### What to work on
Rewrite the material from its first line up to and including the line with "xmin=241 ymin=387 xmax=490 ymax=560", switching "player's" to "athlete's" and leaving everything else unchanged.

### Entries
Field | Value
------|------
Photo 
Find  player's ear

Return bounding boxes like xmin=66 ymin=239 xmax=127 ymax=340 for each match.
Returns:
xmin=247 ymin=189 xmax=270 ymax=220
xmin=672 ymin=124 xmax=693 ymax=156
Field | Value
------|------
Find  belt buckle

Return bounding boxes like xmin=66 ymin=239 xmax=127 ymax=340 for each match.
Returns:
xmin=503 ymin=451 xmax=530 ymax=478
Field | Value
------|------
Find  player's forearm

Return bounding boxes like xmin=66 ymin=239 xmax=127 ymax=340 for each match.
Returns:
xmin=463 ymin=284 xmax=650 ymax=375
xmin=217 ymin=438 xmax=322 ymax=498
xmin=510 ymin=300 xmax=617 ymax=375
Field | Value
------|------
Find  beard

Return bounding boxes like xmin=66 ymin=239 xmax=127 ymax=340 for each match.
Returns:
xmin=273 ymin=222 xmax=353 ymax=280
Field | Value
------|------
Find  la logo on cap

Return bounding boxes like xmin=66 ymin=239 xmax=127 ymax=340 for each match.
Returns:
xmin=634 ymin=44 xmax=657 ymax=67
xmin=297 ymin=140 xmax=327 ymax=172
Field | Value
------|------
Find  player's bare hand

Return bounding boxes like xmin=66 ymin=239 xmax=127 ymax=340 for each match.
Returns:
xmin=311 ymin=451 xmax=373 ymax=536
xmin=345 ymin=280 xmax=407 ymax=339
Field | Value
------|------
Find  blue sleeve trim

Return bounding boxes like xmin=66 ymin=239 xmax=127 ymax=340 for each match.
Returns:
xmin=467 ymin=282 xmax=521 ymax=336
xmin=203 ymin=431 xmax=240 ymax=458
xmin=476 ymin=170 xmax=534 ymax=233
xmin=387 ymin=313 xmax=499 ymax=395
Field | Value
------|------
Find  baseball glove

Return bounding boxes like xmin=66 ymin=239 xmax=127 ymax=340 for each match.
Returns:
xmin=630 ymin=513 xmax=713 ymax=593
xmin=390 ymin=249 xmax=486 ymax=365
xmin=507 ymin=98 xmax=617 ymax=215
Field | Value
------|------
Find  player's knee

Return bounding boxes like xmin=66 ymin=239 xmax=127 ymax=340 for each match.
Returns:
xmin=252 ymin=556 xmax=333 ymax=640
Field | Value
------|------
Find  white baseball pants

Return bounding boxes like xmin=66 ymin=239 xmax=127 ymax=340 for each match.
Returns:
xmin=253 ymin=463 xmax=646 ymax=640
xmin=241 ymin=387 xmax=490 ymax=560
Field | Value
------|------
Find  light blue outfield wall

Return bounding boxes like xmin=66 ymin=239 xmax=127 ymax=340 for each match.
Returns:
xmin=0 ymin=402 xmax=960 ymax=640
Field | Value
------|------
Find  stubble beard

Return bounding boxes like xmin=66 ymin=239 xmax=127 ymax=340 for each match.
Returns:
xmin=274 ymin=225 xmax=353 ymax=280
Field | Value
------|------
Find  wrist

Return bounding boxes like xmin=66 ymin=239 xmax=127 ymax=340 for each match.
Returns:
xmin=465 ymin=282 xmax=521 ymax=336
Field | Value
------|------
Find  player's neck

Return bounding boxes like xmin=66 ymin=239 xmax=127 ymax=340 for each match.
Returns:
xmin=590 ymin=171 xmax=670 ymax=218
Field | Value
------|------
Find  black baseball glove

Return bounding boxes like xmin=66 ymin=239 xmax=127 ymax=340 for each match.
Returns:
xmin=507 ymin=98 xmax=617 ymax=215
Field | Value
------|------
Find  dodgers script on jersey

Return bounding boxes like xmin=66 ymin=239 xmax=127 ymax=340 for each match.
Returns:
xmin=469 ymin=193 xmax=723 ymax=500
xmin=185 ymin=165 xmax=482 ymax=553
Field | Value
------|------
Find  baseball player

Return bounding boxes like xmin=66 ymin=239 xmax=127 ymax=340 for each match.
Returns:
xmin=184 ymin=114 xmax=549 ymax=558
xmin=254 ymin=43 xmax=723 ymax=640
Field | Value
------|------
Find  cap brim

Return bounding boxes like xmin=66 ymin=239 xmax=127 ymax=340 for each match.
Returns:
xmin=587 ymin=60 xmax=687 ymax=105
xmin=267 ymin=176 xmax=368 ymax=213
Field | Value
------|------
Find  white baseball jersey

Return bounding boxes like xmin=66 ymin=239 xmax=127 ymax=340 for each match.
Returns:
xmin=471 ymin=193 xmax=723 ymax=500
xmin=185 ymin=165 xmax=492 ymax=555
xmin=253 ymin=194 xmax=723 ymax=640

### Correct response
Field | Value
------|------
Photo 
Find  athlete's ear

Return bounding boxes like xmin=66 ymin=239 xmax=127 ymax=340 for each match.
Returns:
xmin=247 ymin=189 xmax=270 ymax=220
xmin=672 ymin=124 xmax=693 ymax=156
Field | Value
------|------
Find  belt buckle

Return bounding boxes like xmin=66 ymin=239 xmax=127 ymax=340 for each match.
Returns:
xmin=503 ymin=451 xmax=530 ymax=478
Field | Value
------|------
Find  athlete's forearm

Return bounding boxes like xmin=66 ymin=239 xmax=127 ymax=340 for each match.
Returns:
xmin=463 ymin=284 xmax=650 ymax=375
xmin=217 ymin=438 xmax=322 ymax=498
xmin=510 ymin=300 xmax=617 ymax=375
Field | Value
------|------
Find  beard

Return bounding boxes like xmin=66 ymin=239 xmax=127 ymax=340 for each match.
Returns:
xmin=273 ymin=222 xmax=353 ymax=280
Field | Value
------|------
Find  la logo on cap

Return bounding boxes like xmin=66 ymin=239 xmax=127 ymax=340 for each match.
Returns:
xmin=634 ymin=44 xmax=657 ymax=67
xmin=297 ymin=140 xmax=327 ymax=172
Field | Value
------|------
Find  athlete's bare hand

Return bounding boxes like xmin=66 ymin=239 xmax=127 ymax=340 for each match.
Returns:
xmin=311 ymin=451 xmax=373 ymax=536
xmin=345 ymin=280 xmax=407 ymax=339
Field | Value
------|------
Find  blue sleeve trim

Return bounding boxes like xmin=66 ymin=239 xmax=127 ymax=340 for each match.
Returns:
xmin=467 ymin=282 xmax=521 ymax=336
xmin=203 ymin=431 xmax=240 ymax=458
xmin=476 ymin=170 xmax=534 ymax=233
xmin=387 ymin=313 xmax=499 ymax=395
Field | Value
------|------
Find  baseball glove

Return bounding boxes like xmin=66 ymin=239 xmax=127 ymax=340 for each match.
Returns:
xmin=630 ymin=513 xmax=713 ymax=593
xmin=390 ymin=249 xmax=486 ymax=365
xmin=507 ymin=98 xmax=617 ymax=215
Field | Value
------|------
Find  athlete's knee

Return bounding boxes like xmin=66 ymin=239 xmax=127 ymax=340 for each match.
Returns:
xmin=252 ymin=556 xmax=333 ymax=640
Field | Value
------|------
Find  white baseball pants

Return bounding boxes like xmin=66 ymin=239 xmax=127 ymax=340 for each match.
Returns:
xmin=253 ymin=463 xmax=646 ymax=640
xmin=241 ymin=387 xmax=490 ymax=560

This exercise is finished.